(Data items)
------------------------------
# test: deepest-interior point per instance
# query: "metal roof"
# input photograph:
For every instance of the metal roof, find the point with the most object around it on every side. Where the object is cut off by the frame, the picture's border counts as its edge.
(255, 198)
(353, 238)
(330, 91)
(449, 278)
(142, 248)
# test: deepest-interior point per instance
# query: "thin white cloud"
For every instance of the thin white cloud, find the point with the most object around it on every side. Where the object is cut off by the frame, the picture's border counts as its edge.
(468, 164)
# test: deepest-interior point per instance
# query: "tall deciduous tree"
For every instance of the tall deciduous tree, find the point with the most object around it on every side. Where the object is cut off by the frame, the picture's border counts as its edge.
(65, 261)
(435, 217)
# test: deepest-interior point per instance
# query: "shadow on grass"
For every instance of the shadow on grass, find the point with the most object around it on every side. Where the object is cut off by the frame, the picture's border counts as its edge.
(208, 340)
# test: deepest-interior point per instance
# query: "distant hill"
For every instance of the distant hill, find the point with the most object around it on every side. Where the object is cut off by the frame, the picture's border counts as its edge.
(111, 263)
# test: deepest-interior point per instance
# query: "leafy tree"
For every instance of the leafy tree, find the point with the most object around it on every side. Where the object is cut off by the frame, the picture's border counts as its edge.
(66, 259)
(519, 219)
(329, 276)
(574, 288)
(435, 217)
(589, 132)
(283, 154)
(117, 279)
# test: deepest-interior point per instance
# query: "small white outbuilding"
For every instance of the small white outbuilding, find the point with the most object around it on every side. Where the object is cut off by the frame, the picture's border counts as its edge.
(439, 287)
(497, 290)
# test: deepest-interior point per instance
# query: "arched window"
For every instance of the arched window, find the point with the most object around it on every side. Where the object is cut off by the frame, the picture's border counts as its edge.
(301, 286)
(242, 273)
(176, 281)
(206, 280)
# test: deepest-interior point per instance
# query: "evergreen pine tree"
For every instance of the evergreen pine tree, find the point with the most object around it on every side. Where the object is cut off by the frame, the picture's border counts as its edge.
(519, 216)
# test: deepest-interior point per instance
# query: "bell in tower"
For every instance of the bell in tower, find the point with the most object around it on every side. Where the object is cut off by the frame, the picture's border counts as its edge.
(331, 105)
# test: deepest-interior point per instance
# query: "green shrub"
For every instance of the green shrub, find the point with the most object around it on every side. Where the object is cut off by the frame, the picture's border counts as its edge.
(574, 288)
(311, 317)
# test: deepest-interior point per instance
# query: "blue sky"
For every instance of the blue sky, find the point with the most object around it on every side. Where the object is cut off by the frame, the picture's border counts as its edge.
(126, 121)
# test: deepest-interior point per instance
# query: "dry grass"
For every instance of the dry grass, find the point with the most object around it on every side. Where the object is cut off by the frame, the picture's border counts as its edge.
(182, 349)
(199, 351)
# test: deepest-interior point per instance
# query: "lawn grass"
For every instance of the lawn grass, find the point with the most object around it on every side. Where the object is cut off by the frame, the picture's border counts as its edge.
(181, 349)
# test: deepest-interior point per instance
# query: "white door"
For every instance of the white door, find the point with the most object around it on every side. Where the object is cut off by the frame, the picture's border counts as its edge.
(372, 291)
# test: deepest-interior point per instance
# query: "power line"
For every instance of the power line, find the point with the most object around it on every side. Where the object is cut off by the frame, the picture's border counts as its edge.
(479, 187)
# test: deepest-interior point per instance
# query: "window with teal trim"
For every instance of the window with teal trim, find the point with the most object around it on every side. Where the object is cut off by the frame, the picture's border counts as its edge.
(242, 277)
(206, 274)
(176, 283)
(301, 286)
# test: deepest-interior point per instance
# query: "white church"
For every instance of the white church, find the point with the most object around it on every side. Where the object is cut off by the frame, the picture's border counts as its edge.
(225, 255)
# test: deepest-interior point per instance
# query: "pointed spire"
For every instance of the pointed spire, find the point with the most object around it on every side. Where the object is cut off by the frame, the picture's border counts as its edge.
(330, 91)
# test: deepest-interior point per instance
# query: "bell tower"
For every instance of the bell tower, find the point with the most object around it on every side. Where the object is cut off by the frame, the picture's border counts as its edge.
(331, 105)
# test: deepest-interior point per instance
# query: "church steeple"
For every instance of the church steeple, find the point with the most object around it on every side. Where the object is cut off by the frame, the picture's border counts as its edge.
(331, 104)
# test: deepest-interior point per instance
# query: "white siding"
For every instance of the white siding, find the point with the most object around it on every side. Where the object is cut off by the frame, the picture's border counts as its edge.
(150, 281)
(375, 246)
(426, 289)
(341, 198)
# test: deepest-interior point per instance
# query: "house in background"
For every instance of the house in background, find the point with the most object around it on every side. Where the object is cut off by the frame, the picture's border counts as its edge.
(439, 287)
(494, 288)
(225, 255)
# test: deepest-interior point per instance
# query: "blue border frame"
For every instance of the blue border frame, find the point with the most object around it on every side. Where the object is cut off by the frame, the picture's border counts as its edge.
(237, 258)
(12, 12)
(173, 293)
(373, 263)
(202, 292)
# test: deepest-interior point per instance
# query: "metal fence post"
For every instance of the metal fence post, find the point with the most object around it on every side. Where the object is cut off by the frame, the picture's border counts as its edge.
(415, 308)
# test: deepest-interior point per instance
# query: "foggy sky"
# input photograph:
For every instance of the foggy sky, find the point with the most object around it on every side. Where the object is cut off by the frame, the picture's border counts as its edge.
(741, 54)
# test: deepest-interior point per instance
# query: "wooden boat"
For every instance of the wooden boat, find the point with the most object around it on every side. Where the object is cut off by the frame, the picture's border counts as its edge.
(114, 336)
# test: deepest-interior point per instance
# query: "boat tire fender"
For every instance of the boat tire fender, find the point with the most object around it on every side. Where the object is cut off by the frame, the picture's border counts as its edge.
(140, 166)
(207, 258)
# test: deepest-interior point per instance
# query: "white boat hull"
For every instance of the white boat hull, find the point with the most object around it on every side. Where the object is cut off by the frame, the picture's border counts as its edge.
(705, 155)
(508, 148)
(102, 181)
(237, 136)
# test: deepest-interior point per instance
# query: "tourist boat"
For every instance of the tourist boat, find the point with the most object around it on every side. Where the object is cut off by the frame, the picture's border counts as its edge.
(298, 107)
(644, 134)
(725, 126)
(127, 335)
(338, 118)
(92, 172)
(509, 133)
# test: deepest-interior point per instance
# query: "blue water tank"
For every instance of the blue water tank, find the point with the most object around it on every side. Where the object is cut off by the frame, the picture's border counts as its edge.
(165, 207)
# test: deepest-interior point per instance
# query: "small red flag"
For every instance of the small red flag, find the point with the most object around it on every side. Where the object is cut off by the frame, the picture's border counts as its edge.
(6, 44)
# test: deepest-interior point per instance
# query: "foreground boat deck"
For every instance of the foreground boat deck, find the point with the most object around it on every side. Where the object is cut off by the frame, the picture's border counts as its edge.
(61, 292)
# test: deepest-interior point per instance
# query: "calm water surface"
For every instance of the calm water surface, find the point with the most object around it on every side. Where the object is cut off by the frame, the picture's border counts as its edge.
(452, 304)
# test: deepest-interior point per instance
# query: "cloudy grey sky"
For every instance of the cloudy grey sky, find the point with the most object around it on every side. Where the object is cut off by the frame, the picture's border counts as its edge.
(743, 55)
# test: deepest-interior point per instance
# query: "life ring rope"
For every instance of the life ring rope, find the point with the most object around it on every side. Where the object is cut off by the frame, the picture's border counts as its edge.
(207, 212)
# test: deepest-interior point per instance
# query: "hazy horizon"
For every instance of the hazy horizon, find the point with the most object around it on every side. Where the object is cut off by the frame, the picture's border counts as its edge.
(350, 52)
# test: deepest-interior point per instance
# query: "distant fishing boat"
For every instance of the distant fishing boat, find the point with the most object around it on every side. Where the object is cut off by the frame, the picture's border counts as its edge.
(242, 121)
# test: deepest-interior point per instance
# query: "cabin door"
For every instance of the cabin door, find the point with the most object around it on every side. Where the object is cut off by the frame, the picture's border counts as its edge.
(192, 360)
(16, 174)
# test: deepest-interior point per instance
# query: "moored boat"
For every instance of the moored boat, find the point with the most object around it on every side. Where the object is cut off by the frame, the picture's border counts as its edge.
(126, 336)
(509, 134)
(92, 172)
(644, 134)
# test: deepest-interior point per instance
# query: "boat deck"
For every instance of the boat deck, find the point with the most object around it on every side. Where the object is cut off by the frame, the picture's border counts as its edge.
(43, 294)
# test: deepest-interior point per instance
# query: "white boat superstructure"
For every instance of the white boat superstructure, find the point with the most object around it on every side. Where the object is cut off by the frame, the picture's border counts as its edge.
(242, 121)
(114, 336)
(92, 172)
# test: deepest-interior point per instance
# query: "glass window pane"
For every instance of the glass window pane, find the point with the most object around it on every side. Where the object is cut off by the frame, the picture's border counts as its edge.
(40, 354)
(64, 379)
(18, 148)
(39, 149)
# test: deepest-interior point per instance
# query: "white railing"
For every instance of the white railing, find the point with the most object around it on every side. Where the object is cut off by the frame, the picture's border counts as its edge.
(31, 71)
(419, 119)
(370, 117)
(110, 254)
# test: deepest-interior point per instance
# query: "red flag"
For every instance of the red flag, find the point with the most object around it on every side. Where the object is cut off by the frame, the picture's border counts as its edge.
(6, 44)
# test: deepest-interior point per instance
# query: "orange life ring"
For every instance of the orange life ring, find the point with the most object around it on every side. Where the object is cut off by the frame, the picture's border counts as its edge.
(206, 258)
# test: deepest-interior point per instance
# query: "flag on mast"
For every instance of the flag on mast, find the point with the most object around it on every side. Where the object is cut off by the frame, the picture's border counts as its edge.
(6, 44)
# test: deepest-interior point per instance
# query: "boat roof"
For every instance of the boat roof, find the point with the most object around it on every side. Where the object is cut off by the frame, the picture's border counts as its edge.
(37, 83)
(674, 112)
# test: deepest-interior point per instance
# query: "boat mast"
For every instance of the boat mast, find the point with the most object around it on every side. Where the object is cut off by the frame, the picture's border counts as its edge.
------------------------------
GOAL:
Display every line of the records that contains the string "hill". Case counts.

ANSWER TO THE TASK:
# query: "distant hill"
For every instance of the distant hill, find the point with the most object around it on every side. Where the object is cut off by the frame, the picture's border counts as its edge.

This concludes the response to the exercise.